■ **Description of the task**: Your copy should hold the lines below from the first through the one that contains "else: point(335, 384).", each retyped exactly, and no pictures.

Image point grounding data
────────

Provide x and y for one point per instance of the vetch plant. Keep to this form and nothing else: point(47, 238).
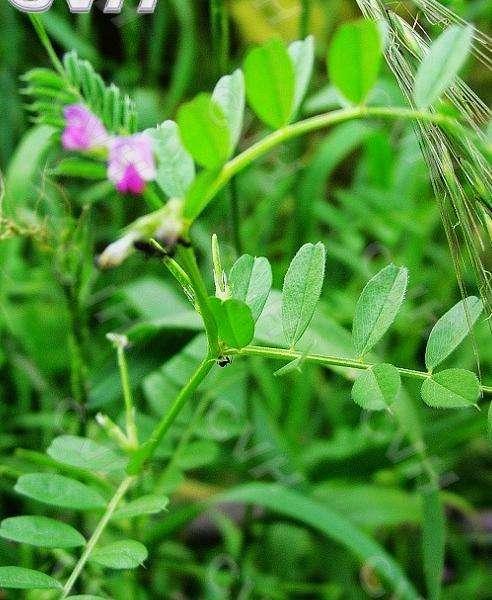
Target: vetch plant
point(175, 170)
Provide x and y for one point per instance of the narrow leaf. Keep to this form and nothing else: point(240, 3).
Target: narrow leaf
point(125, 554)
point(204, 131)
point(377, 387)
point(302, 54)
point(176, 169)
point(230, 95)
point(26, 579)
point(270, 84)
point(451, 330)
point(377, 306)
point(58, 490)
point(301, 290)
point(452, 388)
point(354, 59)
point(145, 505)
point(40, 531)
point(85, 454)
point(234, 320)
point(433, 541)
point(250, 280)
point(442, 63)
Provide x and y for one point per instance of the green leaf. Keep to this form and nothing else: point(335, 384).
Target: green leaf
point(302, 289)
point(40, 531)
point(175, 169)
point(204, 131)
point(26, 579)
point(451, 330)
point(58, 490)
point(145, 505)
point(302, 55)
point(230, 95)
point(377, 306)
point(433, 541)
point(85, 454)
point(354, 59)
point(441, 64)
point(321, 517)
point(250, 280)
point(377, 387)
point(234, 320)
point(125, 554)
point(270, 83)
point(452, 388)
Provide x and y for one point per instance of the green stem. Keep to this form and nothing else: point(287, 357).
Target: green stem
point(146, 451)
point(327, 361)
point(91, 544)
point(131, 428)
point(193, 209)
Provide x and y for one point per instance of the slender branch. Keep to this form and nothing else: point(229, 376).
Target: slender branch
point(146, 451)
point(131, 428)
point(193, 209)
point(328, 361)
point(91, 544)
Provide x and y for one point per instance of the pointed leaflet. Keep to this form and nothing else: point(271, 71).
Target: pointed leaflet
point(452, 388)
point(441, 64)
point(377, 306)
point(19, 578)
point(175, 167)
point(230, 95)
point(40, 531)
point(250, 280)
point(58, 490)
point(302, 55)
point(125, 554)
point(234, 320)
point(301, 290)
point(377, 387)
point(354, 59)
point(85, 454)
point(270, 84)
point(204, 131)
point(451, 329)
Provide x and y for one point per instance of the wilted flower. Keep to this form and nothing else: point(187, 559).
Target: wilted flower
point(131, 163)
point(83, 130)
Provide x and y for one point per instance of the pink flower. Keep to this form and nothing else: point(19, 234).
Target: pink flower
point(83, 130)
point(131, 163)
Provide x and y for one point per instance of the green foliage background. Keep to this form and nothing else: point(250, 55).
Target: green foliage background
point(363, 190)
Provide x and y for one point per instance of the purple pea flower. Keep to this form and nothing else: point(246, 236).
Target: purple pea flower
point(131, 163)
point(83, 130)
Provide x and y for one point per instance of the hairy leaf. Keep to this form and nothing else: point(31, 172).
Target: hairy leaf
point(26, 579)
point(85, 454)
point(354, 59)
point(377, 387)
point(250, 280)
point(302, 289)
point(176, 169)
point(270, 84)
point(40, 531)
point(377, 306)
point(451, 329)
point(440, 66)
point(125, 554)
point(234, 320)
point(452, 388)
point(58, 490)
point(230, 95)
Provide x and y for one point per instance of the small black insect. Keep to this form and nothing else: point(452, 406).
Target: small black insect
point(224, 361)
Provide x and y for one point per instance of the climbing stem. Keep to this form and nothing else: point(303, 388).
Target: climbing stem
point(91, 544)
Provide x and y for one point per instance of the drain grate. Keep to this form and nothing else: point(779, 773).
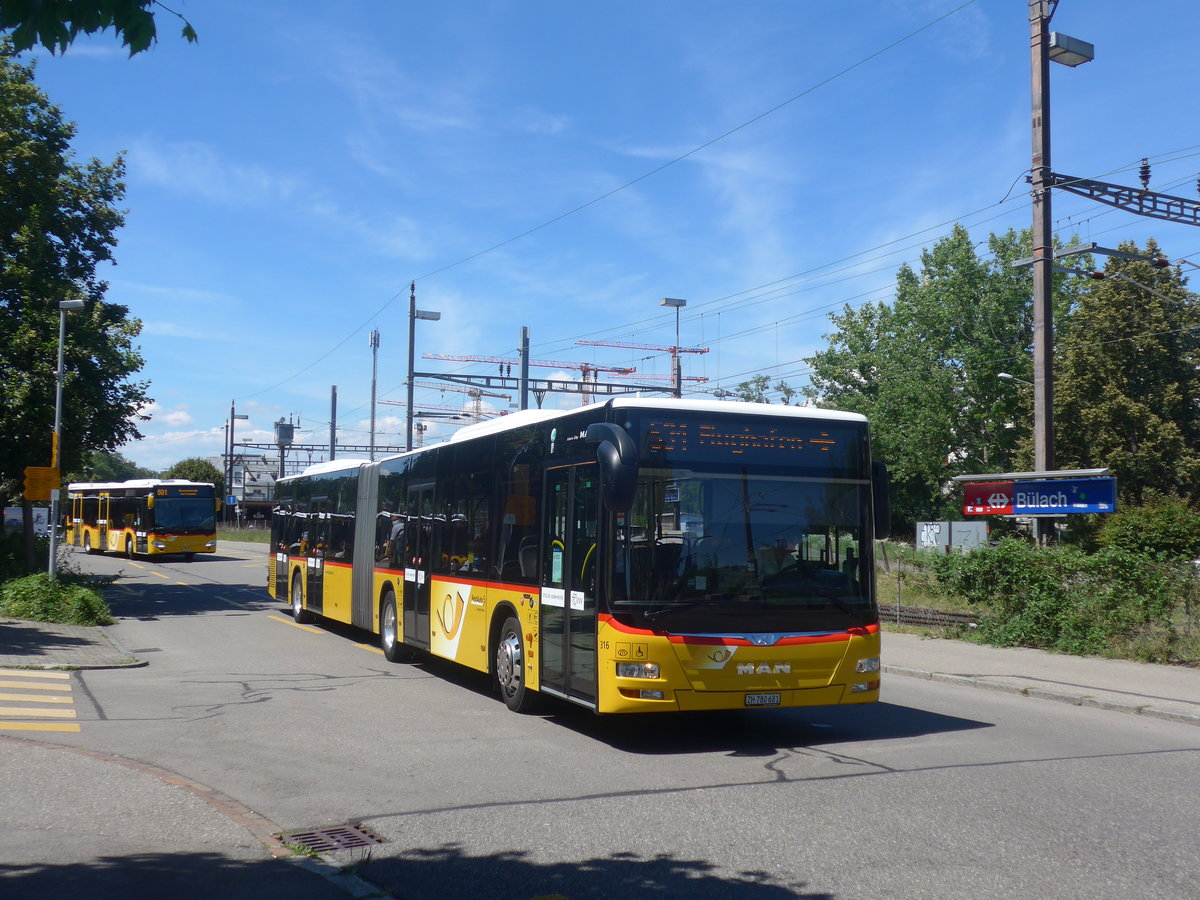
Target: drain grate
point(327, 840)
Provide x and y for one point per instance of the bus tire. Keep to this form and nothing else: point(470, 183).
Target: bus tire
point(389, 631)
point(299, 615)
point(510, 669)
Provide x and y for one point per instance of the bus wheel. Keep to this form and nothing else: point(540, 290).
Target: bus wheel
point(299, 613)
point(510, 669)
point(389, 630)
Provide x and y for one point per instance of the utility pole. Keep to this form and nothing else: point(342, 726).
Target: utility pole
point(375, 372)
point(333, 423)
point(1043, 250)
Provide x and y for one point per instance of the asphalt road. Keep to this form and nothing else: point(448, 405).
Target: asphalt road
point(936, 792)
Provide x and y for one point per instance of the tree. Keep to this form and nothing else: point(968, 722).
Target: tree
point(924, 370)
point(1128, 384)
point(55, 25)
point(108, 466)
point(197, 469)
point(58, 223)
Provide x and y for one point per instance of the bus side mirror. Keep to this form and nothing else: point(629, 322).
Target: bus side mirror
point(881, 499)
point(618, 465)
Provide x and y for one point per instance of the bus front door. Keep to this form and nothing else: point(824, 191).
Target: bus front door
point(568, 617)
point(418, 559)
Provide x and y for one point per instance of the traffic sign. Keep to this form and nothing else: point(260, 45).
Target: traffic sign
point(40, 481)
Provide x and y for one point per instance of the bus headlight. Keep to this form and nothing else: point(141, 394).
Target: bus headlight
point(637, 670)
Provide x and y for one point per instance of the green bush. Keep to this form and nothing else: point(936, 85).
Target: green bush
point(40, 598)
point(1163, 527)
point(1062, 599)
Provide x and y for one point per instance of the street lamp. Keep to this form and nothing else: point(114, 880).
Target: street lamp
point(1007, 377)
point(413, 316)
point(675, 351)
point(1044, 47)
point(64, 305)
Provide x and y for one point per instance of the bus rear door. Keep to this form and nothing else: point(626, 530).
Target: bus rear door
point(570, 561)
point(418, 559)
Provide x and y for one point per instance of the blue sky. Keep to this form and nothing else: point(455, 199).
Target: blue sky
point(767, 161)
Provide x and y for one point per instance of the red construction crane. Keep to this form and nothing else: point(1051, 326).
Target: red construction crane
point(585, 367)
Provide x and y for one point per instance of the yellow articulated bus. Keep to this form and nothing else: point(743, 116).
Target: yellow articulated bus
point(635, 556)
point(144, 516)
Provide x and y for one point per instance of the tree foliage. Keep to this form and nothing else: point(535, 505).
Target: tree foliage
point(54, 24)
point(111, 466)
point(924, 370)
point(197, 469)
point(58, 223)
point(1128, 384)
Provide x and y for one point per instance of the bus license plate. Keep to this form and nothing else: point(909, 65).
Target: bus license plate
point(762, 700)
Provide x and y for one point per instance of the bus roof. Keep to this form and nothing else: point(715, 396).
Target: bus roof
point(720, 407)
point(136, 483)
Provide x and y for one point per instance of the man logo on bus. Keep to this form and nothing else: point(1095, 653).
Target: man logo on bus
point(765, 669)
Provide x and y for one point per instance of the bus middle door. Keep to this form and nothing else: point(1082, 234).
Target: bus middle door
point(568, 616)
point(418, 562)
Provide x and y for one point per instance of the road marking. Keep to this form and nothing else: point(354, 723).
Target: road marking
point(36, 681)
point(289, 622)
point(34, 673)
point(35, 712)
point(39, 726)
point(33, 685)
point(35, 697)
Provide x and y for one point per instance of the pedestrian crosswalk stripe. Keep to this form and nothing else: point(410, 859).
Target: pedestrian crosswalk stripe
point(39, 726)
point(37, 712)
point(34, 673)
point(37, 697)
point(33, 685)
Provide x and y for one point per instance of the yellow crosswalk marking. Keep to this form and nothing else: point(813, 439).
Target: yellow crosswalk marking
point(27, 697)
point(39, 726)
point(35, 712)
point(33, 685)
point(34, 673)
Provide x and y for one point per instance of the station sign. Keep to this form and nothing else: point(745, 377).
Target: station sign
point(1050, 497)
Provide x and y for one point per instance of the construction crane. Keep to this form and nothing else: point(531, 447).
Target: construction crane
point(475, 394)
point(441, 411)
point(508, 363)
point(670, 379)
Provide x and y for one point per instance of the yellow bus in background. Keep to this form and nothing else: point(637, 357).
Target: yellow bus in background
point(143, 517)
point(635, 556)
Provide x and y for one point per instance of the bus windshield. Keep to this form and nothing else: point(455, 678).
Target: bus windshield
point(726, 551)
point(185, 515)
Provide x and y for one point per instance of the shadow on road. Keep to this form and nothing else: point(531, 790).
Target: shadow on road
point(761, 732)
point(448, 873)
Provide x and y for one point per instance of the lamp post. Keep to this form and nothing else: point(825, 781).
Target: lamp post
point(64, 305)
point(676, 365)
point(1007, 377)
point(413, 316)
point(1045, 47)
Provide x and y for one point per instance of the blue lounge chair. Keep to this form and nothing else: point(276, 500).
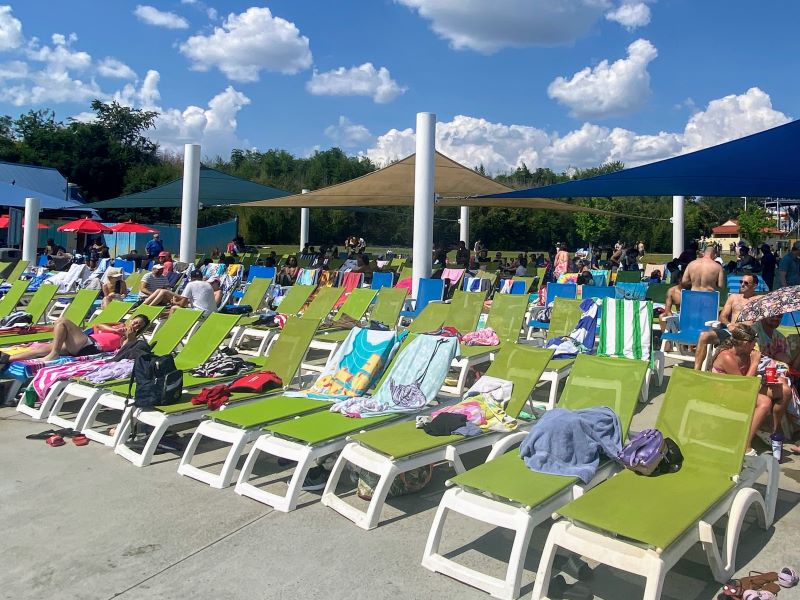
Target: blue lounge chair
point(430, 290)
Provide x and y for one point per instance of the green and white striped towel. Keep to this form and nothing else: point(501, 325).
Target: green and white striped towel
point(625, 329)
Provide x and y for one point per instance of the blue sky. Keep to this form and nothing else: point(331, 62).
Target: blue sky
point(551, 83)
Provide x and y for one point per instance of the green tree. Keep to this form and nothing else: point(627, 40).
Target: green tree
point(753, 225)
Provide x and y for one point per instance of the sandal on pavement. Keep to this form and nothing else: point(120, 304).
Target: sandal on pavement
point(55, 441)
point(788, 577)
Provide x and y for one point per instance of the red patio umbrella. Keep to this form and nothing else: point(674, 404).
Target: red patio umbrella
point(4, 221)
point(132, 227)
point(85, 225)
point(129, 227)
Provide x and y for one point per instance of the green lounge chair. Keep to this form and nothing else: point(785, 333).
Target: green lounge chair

────────

■ **Task answer**:
Provide x and y for one point per instance of the vetch plant. Keep to this form and nothing else: point(47, 238).
Target: vetch plant
point(175, 170)
Provide x and y for one point per instance of the narrow leaf. Keep to this form and nothing else: point(240, 3).
Target: narrow leaf
point(125, 554)
point(204, 131)
point(377, 387)
point(302, 54)
point(176, 169)
point(230, 95)
point(26, 579)
point(270, 84)
point(451, 330)
point(377, 306)
point(58, 490)
point(301, 290)
point(452, 388)
point(354, 59)
point(145, 505)
point(40, 531)
point(85, 454)
point(234, 320)
point(433, 541)
point(250, 280)
point(442, 63)
Provide x and y for one point per instance of the green leaf. Keep to this form and nothing else: point(335, 384).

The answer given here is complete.